* **PROBLEM TO WORK ON**
Put the lines below, from the line with "Report one point per instance of the dense" to the line with "[(99, 103)]", both included, into a Markdown table with the columns Number and Text. Give each line its row number, and leave out blank lines.

* **PROVIDED MATERIAL**
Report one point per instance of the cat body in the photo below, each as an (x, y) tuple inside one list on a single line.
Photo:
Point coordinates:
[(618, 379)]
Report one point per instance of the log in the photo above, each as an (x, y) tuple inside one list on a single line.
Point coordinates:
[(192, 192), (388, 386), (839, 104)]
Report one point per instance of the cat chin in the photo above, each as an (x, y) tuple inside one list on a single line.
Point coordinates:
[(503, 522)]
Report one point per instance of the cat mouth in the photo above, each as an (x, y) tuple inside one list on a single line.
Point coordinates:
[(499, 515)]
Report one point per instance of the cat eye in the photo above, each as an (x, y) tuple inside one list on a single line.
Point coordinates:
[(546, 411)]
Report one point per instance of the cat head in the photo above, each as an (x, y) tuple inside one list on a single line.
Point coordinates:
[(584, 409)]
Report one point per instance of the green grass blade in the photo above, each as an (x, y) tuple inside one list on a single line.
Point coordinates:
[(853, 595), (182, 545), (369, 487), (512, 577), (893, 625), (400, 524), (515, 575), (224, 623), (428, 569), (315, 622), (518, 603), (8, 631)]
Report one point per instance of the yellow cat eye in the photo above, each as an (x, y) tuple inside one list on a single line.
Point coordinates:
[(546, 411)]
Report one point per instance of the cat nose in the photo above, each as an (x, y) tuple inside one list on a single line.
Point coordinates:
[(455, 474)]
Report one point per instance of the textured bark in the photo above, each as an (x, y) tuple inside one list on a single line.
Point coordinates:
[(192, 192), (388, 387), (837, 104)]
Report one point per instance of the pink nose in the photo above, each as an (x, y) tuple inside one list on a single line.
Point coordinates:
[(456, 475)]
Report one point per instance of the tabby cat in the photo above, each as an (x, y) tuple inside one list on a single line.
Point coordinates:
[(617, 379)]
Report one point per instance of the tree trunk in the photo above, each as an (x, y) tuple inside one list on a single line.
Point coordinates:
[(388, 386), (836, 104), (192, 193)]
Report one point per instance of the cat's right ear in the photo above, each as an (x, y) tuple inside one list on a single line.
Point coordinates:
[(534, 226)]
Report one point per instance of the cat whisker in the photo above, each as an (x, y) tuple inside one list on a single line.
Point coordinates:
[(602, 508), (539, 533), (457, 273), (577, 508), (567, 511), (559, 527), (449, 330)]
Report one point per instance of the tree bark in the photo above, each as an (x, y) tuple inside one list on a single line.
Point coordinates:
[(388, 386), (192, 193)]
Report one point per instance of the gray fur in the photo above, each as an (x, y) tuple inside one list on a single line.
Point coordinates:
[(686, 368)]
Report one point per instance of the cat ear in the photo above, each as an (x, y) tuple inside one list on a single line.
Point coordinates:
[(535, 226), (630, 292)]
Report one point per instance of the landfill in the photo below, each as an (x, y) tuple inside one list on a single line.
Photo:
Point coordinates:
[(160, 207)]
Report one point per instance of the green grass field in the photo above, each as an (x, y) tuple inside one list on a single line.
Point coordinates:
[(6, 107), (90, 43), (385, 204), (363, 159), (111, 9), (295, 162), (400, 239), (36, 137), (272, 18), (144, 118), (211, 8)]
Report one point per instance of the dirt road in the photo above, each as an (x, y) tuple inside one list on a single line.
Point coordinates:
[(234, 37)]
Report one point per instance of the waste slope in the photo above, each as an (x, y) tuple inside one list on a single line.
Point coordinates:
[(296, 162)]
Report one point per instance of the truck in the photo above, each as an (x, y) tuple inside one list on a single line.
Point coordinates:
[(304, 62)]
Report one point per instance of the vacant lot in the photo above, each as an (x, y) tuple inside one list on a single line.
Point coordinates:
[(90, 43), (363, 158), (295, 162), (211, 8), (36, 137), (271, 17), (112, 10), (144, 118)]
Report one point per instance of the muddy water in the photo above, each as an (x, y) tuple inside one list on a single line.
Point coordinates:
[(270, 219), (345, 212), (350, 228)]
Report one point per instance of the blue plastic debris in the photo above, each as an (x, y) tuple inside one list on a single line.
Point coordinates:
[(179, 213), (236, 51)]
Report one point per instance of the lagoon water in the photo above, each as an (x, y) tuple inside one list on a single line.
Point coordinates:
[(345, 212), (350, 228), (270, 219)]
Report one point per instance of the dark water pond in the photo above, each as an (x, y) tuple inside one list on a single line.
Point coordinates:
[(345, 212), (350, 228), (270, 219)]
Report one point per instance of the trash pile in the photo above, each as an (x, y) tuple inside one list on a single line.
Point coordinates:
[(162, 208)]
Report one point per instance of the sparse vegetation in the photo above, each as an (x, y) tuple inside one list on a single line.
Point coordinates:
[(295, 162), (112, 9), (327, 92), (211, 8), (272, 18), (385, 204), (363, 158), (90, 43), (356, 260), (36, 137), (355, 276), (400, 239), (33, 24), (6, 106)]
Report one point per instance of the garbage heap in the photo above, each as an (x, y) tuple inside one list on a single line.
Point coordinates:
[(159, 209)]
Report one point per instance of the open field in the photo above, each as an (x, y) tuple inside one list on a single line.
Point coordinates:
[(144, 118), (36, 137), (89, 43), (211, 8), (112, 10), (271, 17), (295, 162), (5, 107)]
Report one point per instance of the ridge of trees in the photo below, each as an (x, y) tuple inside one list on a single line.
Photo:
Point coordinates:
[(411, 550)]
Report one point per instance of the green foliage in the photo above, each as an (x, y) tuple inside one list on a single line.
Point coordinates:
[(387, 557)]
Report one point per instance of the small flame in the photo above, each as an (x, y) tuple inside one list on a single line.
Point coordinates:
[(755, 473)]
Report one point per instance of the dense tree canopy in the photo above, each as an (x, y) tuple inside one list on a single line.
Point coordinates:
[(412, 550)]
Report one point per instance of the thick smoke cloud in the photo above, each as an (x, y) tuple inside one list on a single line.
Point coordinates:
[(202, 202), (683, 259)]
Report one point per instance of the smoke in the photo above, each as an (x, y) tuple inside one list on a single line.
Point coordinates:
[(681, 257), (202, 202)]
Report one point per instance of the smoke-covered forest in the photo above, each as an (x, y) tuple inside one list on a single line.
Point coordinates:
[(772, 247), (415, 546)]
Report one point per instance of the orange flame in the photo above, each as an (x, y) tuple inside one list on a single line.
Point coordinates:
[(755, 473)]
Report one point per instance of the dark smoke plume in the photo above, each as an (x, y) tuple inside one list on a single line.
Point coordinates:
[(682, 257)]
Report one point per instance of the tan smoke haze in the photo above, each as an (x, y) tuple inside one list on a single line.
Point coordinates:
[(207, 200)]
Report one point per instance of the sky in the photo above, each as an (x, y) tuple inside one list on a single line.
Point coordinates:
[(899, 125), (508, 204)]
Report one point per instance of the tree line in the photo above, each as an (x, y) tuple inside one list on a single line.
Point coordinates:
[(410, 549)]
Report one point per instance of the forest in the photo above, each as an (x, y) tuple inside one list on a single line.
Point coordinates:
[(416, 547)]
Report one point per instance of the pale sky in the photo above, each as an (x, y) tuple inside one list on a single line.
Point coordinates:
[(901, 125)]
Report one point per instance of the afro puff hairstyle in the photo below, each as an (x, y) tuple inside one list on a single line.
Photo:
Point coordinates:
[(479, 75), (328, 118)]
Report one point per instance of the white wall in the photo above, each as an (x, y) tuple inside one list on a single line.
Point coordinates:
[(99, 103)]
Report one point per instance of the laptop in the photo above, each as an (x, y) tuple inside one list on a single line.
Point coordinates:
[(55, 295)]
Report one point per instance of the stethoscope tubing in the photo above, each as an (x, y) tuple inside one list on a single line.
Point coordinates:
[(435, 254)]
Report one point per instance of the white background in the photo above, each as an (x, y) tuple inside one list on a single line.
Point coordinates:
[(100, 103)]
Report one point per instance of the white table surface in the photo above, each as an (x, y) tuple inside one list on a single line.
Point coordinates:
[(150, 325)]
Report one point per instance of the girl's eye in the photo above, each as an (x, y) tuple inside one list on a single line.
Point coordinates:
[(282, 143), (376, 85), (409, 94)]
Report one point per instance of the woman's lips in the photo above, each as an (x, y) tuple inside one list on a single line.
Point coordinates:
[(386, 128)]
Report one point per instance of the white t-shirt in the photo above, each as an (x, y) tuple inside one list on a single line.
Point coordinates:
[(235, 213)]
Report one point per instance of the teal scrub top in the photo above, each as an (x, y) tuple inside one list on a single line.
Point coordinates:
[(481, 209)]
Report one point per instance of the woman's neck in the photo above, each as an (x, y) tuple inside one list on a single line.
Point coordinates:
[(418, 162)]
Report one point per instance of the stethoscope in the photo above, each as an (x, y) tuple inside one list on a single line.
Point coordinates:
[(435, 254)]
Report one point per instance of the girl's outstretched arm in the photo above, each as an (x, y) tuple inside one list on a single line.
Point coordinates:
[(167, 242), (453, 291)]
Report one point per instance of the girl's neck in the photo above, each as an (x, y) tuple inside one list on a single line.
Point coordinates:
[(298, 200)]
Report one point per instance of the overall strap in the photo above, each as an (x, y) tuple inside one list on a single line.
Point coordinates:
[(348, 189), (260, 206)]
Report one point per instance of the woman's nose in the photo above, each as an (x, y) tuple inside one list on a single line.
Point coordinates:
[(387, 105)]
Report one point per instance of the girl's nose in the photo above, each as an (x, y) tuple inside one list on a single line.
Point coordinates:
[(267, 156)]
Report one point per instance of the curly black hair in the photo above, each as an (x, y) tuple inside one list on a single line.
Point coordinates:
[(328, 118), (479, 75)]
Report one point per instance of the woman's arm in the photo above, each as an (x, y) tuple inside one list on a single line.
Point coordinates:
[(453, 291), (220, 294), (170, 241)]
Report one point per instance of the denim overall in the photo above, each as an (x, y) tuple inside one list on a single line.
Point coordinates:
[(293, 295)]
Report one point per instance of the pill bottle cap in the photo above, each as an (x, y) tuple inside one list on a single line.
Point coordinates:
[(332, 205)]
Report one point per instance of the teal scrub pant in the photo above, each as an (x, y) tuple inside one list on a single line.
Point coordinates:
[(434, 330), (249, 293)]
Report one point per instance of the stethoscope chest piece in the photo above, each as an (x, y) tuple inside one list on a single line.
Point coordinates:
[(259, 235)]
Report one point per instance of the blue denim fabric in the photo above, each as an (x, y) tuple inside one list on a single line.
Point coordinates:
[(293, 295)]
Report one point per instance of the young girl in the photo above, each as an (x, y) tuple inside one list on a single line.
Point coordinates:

* **EXERCISE RESULT**
| Number | Text |
|---|---|
| 1 | Report one point per instance of the dense tree canopy in the photo above, each as an (x, y) tuple inside one list on a single line. |
| 2 | Point coordinates: |
| 3 | [(412, 550)] |
| 4 | Report one point per instance of the thick smoke cloud in the photo above, each as an (x, y) tuple inside one list on a single line. |
| 5 | Point coordinates: |
| 6 | [(202, 202), (683, 259)] |
| 7 | Report one point per instance of the smoke in the photo above, each as an (x, y) tuple inside one list on a single line. |
| 8 | Point coordinates: |
| 9 | [(681, 257), (202, 202)] |
| 10 | Report one point per instance of the smoke-covered forest in the photo above, each as an (x, y) tuple inside one list on a single line. |
| 11 | Point coordinates: |
| 12 | [(772, 247), (415, 546)] |
| 13 | Report one point per instance of the orange flame in the photo above, each as an (x, y) tuple inside one list on a single line. |
| 14 | Point coordinates: |
| 15 | [(755, 473)] |
| 16 | Report one point per instance of the dark smoke plume in the photo above, each as an (x, y) tuple inside one list on a single line. |
| 17 | Point coordinates: |
| 18 | [(682, 257)] |
| 19 | Report one point per instance of the tan smoke haze in the photo above, each as an (x, y) tuple inside one list on a single line. |
| 20 | Point coordinates: |
| 21 | [(207, 200)] |
| 22 | Report one point per instance of the sky in the photo above, each as an (x, y) tuple inside one list on a single line. |
| 23 | Point coordinates: |
| 24 | [(899, 125), (508, 204)] |
| 25 | Report one point per instance of the tree line in the photo above, each as an (x, y) tuple inside one list on a single line. |
| 26 | Point coordinates: |
| 27 | [(410, 549)] |
| 28 | Report one point per instance of the forest in the photo above, each as an (x, y) tuple inside one list on a single line. |
| 29 | Point coordinates: |
| 30 | [(416, 547)] |
| 31 | Report one point per instance of the pale sky in the photo above, each as an (x, y) tuple inside one list on a single line. |
| 32 | Point coordinates: |
| 33 | [(901, 125)] |
| 34 | Report one point per instance of the afro puff hairstyle in the photo below, each as an (x, y) tuple inside one list on a single line. |
| 35 | Photo: |
| 36 | Point coordinates: |
| 37 | [(479, 75), (328, 118)] |
| 38 | Report one point per instance of the white wall in the photo above, each as an (x, y) tuple inside one list on a single line. |
| 39 | Point coordinates: |
| 40 | [(99, 103)] |